Required action> Whenever a line below holds the word "roof", count it; then give the total and nothing else.

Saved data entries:
★ ★ ★ ★ ★ ★ ★
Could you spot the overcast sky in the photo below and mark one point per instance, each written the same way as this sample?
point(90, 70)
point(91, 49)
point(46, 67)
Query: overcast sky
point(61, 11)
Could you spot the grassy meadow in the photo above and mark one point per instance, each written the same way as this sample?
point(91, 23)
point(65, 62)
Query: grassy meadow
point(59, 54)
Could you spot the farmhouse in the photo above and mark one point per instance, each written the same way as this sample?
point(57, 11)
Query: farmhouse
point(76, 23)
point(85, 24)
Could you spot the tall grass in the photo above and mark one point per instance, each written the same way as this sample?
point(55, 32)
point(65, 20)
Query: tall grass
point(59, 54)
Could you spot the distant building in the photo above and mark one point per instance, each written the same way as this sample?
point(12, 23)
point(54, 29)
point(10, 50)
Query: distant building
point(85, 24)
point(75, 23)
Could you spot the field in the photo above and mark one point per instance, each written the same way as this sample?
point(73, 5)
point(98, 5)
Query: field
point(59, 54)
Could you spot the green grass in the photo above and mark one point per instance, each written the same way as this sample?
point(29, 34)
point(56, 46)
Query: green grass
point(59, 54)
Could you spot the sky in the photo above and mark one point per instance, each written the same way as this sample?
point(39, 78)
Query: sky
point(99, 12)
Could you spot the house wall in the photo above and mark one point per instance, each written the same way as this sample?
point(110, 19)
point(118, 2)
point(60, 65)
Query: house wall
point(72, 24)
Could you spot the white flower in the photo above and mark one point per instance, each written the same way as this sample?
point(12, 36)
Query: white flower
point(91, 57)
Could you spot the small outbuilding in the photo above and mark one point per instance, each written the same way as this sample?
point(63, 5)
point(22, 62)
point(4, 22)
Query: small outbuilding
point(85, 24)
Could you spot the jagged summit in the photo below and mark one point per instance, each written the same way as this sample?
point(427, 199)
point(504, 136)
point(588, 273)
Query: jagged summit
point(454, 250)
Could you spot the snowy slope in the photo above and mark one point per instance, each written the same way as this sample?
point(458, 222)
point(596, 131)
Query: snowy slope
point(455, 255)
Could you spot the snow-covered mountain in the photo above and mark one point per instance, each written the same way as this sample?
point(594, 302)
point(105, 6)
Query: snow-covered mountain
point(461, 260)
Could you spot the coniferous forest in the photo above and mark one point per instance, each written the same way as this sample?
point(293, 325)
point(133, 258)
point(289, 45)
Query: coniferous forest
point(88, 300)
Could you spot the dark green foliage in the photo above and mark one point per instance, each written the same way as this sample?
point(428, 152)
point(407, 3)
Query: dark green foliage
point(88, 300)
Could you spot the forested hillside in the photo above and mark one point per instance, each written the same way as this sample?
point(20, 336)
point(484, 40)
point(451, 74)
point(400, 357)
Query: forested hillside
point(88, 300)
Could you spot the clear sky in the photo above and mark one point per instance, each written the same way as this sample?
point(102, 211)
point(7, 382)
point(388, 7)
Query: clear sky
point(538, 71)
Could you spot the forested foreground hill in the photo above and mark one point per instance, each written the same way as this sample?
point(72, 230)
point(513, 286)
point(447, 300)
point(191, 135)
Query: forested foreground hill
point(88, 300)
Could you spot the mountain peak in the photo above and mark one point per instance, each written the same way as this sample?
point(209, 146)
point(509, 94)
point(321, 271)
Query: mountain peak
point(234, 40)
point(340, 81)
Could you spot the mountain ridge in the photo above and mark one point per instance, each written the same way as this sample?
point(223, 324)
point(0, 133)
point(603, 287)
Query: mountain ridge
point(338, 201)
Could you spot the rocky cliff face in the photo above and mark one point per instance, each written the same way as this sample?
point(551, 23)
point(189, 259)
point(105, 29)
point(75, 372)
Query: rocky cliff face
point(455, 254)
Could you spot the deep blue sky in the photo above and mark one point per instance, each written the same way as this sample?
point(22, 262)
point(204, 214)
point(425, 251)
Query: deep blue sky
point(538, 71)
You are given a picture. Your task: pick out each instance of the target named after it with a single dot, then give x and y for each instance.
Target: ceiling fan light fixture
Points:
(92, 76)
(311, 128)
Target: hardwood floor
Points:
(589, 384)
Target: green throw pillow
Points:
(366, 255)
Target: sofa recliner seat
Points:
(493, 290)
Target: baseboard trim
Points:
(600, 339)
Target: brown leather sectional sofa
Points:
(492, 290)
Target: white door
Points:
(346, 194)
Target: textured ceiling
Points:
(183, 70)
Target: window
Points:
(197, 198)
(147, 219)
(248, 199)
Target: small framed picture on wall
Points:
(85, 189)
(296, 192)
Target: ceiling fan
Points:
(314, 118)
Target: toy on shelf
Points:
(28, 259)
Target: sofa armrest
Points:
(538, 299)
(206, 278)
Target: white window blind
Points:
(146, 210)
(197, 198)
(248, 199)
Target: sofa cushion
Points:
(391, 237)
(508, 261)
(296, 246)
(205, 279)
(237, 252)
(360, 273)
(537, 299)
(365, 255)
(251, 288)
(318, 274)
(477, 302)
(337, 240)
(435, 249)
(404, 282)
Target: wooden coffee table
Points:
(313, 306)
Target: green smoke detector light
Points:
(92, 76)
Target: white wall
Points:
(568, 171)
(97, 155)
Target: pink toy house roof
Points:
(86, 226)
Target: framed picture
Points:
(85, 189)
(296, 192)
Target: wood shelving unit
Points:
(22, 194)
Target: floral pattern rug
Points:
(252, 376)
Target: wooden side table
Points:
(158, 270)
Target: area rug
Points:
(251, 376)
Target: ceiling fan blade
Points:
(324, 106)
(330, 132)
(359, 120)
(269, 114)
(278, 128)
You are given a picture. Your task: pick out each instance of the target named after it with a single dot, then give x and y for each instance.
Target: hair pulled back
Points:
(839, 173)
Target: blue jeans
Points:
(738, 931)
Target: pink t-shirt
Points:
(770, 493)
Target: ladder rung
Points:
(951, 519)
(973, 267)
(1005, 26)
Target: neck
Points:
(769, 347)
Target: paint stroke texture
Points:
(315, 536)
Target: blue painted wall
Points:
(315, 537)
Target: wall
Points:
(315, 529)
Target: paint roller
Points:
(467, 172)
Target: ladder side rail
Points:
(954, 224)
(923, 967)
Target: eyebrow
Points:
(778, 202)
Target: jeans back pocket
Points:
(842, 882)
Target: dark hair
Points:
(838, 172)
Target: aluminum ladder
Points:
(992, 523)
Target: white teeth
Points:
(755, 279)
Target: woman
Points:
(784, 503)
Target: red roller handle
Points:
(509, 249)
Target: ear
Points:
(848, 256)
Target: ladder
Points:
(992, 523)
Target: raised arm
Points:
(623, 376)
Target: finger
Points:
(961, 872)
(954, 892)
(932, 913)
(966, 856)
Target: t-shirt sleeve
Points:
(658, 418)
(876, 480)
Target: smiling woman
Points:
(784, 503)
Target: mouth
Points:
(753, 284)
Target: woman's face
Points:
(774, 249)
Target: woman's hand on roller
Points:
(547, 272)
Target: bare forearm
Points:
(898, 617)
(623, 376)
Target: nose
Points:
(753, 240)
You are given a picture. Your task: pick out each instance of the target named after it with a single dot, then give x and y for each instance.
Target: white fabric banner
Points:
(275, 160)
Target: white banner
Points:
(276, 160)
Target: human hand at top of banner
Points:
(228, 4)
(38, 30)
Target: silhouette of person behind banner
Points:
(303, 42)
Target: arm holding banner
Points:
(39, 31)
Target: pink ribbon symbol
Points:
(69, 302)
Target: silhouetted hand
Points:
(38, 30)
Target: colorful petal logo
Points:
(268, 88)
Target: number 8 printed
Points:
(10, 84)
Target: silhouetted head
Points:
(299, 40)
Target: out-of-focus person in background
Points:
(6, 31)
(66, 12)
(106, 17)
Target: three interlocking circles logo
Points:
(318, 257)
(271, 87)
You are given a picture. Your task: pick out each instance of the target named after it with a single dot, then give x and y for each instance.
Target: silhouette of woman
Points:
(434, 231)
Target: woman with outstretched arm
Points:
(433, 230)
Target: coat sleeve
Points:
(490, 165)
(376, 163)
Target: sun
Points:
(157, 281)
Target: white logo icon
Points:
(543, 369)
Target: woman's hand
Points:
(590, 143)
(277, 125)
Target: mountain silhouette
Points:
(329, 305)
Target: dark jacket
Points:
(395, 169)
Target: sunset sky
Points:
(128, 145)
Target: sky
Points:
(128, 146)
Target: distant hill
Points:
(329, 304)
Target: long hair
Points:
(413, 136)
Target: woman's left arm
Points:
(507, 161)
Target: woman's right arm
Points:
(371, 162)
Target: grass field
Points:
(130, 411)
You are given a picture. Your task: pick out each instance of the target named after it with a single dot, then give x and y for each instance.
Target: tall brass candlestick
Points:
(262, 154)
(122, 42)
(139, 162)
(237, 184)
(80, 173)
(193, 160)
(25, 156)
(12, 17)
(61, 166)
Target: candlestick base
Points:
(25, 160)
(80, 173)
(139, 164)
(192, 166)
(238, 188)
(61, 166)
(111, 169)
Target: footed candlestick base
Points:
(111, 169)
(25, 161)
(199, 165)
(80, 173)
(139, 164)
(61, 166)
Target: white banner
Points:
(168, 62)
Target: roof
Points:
★ ★ ★ ★ ★ ★ ★
Solution> 2